## [MATERIAL]
┏━━

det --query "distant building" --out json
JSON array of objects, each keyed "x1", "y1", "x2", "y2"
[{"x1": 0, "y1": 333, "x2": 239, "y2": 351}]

┗━━
┏━━

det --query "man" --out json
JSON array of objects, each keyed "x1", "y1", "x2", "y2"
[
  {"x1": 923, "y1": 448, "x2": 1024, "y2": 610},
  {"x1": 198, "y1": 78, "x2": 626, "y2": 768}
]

┗━━
┏━━

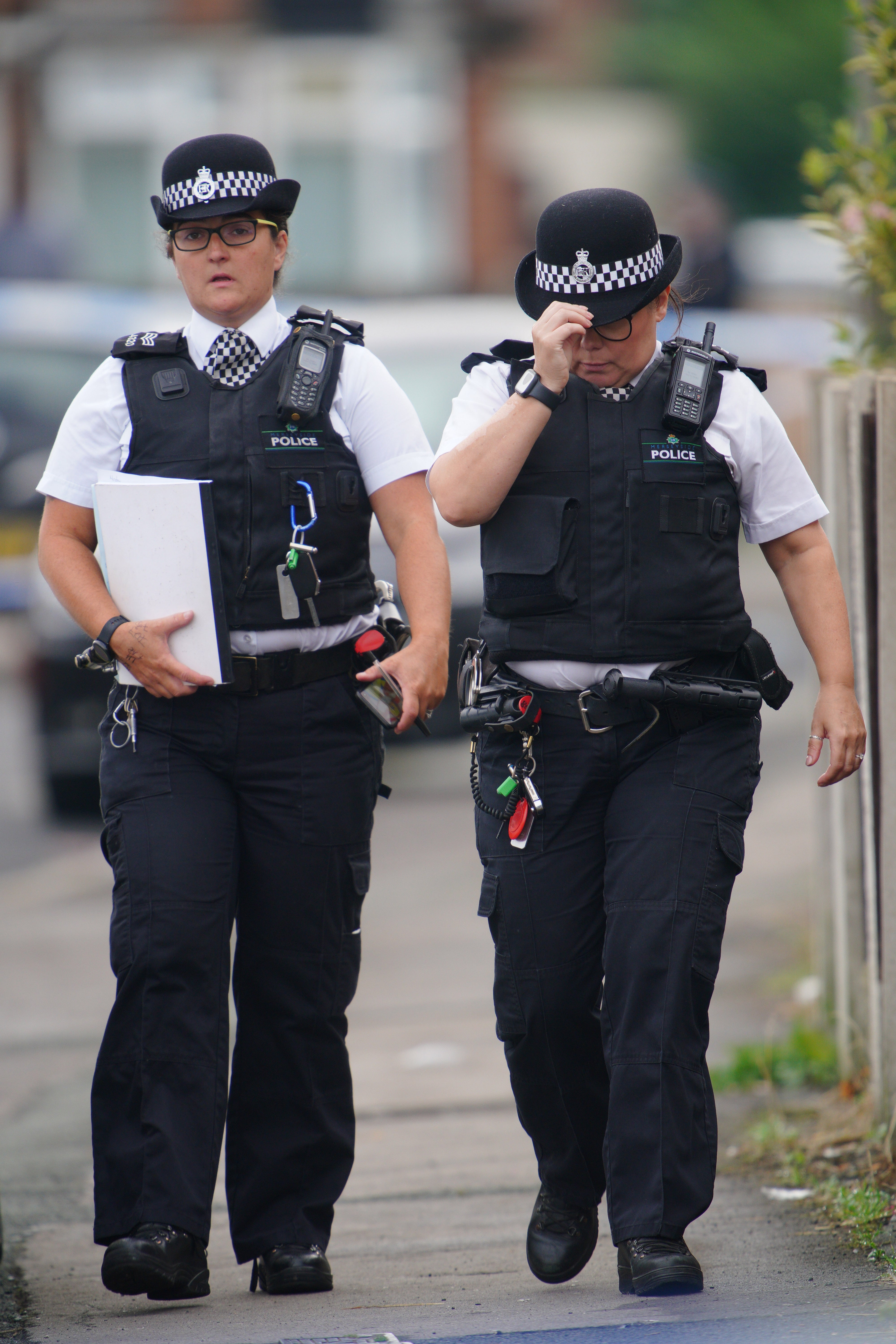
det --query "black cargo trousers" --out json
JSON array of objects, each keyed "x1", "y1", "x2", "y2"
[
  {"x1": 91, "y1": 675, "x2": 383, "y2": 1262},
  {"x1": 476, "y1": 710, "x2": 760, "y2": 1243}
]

┗━━

## [AUFGABE]
Filtere die Einträge so, dass nur die Zeilen übrig bleiben, in denen die Zeichenfolge „query“ vorkommt, und gib diese Zeilen unverändert wieder.

## [ERGEBNIS]
det --query "distant building" --out json
det --query "man" --out json
det --query "black cargo trousers" --out json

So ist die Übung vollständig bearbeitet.